═══ INPUT

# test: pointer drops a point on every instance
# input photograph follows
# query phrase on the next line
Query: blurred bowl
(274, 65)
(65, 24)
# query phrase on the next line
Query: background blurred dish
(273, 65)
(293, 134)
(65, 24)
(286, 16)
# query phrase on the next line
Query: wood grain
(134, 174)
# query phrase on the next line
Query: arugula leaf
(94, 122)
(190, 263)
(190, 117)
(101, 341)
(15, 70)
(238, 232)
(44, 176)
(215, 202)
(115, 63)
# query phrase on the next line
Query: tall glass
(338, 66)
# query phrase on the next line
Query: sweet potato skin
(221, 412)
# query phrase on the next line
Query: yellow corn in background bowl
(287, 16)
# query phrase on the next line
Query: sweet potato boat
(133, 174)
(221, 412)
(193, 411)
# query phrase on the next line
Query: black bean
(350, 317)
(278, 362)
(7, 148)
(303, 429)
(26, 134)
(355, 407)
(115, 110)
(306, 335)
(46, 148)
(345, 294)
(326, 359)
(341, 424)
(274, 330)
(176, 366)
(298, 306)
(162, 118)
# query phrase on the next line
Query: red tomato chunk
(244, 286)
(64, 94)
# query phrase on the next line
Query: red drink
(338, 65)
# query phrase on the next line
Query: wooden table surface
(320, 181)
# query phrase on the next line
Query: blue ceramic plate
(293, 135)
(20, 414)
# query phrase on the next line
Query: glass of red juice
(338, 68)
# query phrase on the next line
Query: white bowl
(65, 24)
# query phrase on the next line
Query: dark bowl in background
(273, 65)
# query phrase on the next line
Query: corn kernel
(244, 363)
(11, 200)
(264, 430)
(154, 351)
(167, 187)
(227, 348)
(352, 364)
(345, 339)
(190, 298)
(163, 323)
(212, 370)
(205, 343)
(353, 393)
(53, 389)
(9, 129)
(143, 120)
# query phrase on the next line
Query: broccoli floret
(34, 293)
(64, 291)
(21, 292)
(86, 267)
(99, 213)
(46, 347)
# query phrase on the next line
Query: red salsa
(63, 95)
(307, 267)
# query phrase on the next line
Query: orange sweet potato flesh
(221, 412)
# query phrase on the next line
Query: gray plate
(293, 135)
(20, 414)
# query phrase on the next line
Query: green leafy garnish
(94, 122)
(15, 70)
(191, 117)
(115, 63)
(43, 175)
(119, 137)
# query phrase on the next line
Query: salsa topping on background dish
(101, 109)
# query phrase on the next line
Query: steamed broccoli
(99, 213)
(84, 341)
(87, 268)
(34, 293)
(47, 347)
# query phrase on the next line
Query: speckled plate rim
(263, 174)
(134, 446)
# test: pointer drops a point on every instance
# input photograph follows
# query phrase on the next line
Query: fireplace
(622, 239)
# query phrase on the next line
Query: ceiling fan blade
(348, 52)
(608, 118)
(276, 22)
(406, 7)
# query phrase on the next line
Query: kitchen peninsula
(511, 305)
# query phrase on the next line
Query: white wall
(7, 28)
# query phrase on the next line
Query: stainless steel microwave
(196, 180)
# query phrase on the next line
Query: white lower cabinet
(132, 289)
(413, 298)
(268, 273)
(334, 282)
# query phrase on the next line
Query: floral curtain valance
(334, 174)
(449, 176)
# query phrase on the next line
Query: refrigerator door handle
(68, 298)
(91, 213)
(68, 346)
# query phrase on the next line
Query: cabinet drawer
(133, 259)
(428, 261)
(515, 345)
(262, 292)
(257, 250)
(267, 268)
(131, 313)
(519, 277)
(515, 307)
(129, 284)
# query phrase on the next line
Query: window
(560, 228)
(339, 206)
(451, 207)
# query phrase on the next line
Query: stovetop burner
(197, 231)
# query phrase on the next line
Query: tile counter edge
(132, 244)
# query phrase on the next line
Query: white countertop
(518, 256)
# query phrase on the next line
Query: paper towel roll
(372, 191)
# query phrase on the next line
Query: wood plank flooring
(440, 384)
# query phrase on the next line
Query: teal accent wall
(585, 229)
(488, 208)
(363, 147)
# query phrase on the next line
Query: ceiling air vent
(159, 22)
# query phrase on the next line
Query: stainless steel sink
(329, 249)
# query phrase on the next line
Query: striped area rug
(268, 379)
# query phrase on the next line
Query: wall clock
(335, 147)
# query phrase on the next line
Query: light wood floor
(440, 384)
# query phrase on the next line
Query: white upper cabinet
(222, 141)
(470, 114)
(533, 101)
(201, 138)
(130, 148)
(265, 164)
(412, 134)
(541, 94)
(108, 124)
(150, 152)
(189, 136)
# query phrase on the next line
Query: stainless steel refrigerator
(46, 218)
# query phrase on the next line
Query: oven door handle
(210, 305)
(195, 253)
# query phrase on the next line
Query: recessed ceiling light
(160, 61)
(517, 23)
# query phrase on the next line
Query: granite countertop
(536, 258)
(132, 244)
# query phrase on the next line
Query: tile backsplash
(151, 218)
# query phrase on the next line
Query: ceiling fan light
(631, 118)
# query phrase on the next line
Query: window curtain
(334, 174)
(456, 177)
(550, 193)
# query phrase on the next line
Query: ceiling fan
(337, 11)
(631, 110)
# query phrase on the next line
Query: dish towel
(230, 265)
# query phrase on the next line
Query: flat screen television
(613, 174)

══════

:: OBJECTIVE ::
Your task is to repeat each line of the material exactly.

:: THE ANSWER ::
# test: pointer drops a point on every instance
# input photograph follows
# query phrase on the next line
Query: blurred bowl
(274, 65)
(65, 24)
# query phrase on the next line
Query: background blurred dish
(273, 65)
(293, 134)
(65, 24)
(286, 16)
# query phrase on the next line
Query: wood grain
(134, 174)
# query phrase on the next line
Query: arugula leaf
(94, 122)
(190, 263)
(190, 117)
(101, 341)
(15, 70)
(238, 232)
(44, 176)
(215, 202)
(115, 63)
# query phrase on the next line
Query: tall glass
(338, 66)
# query phrase on the next line
Query: sweet potato skin
(221, 412)
# query phrase on the next line
Query: yellow corn in background bowl
(287, 16)
# query phrase on the next line
Query: sweet potato boat
(133, 174)
(221, 412)
(193, 411)
# query phrase on the next line
Query: black bean
(350, 317)
(278, 362)
(7, 148)
(303, 429)
(26, 134)
(355, 407)
(115, 110)
(306, 335)
(46, 148)
(345, 294)
(326, 359)
(341, 424)
(274, 330)
(176, 366)
(298, 306)
(162, 118)
# query phrase on the next line
Query: red tomato chunk
(244, 286)
(64, 94)
# query phrase on the next line
Query: red drink
(338, 65)
# query phrase on the next line
Query: wooden table surface
(320, 181)
# query phrase on the next line
Query: blue ceramic plate
(293, 135)
(20, 414)
# query phrase on the next line
Query: glass of red juice
(338, 68)
# query phrase on the next line
Query: white bowl
(65, 24)
# query phrase on the next line
Query: dark bowl in background
(273, 65)
# query phrase on the next line
Query: corn kernel
(244, 363)
(11, 200)
(264, 430)
(154, 351)
(167, 187)
(227, 348)
(352, 364)
(345, 339)
(190, 298)
(163, 323)
(212, 370)
(205, 343)
(353, 393)
(53, 389)
(9, 129)
(143, 120)
# query phrase on the next line
Query: broccoli floret
(34, 293)
(64, 291)
(21, 292)
(86, 267)
(99, 213)
(46, 347)
# query phrase on the next line
Query: red salsa
(63, 95)
(307, 267)
# query phrase on the next line
Query: orange sweet potato flesh
(221, 412)
# query phrase on the next line
Query: gray plate
(293, 135)
(20, 414)
# query phrase on the next line
Query: green leafy garnish
(94, 122)
(15, 70)
(191, 117)
(115, 63)
(43, 175)
(119, 137)
# query phrase on the next line
Query: salsa topping on background dish
(101, 109)
# query phrase on the next line
Query: steamed broccoli
(99, 213)
(84, 341)
(87, 268)
(34, 293)
(47, 347)
# query phrase on the next line
Query: speckled plate rim
(263, 174)
(134, 446)
# test: pointer drops a point on every instance
# input photograph follows
# query phrase on the next line
Query: fireplace
(622, 239)
# query phrase on the next line
Query: ceiling fan blade
(348, 52)
(608, 118)
(276, 22)
(406, 7)
# query phrase on the next line
Query: kitchen peninsula
(511, 305)
# query phrase on the next line
Query: white wall
(7, 28)
# query phrase on the next line
Query: stainless steel microwave
(196, 180)
# query phrase on the next line
Query: white lower cabinet
(132, 289)
(413, 298)
(268, 273)
(334, 282)
# query phrase on the next line
Query: floral curtain valance
(334, 174)
(449, 176)
# query phrase on the next line
Query: refrigerator door handle
(68, 298)
(91, 213)
(68, 346)
# query phrase on the next line
Query: cabinet drawer
(133, 259)
(428, 261)
(515, 345)
(262, 292)
(257, 250)
(267, 268)
(131, 313)
(519, 277)
(515, 307)
(129, 284)
# query phrase on the next line
Query: window
(560, 228)
(339, 206)
(451, 207)
# query phrase on the next line
Query: stovetop burner
(197, 231)
# query phrase on the next line
Query: tile counter edge
(132, 244)
# query phrase on the next line
Query: white countertop
(518, 256)
# query phrase on the next line
Query: paper towel roll
(372, 191)
# query phrase on the next line
Query: wood plank flooring
(440, 384)
# query phrase on the next line
Query: teal accent wall
(585, 229)
(488, 208)
(363, 147)
# query phrase on the next line
Query: ceiling air vent
(159, 22)
# query phrase on the next line
Query: stainless steel sink
(329, 249)
# query phrase on the next line
Query: striped area rug
(268, 379)
# query phrase on the next line
Query: wall clock
(335, 147)
# query phrase on the next line
Query: light wood floor
(440, 384)
# query phrase on the next line
Query: white upper cabinet
(222, 141)
(470, 114)
(533, 101)
(201, 138)
(130, 148)
(265, 164)
(412, 134)
(541, 94)
(108, 124)
(150, 152)
(189, 136)
# query phrase on the next line
Query: stainless steel refrigerator
(46, 218)
# query phrase on the next line
Query: oven door handle
(210, 305)
(195, 253)
# query phrase on the next line
Query: recessed ceiling light
(160, 61)
(517, 23)
# query phrase on the next line
Query: granite countertop
(536, 258)
(132, 244)
# query phrase on the next line
Query: tile backsplash
(151, 218)
# query phrase on the next line
Query: ceiling fan light
(631, 118)
# query phrase on the next line
Query: window curtain
(334, 174)
(456, 177)
(550, 193)
# query phrase on the next line
Query: ceiling fan
(337, 11)
(631, 110)
# query phrase on the next line
Query: dish towel
(230, 265)
# query phrase on the next line
Query: flat screen television
(613, 174)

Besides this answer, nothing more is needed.